**ACTION ITEM**. Check each line of the records below and collect those holding "dark".

═══ DATA FOR ANALYSIS ═══

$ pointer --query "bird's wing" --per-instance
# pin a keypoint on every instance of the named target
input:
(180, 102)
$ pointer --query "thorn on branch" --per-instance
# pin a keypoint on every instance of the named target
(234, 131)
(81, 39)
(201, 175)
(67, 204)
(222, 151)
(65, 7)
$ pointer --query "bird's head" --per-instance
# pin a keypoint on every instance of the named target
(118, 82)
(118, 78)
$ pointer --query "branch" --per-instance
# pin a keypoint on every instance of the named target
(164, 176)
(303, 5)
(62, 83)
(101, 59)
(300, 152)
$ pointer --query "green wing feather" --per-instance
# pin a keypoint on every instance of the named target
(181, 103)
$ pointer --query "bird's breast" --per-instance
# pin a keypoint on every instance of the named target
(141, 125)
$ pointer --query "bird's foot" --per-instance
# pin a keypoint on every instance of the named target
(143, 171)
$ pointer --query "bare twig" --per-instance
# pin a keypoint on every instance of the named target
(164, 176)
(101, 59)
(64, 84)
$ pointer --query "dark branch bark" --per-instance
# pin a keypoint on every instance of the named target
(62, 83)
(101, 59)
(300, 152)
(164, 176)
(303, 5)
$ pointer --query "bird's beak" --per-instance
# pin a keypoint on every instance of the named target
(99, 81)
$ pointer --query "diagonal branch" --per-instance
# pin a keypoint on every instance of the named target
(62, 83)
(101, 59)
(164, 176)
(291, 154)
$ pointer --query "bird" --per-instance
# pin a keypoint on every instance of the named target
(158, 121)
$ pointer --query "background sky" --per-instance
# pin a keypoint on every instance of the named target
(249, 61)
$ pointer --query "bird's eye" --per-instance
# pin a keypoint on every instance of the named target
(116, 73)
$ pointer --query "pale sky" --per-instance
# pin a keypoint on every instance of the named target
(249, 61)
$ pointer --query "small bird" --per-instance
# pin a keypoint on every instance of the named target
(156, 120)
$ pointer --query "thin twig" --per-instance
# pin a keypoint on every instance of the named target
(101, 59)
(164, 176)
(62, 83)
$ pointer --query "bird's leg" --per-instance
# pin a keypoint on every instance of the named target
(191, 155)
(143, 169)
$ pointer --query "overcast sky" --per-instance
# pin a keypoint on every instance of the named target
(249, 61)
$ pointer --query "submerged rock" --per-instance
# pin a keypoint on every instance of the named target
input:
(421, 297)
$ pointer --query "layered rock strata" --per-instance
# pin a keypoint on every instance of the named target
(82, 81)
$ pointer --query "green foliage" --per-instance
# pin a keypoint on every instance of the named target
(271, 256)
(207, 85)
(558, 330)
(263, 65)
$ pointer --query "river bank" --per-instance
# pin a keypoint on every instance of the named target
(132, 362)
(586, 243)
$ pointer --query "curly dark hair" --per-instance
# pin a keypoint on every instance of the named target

═══

**PROBLEM SOLUTION**.
$ pointer --query "dark branch bark" --per-instance
$ pointer --query "curly dark hair" --per-instance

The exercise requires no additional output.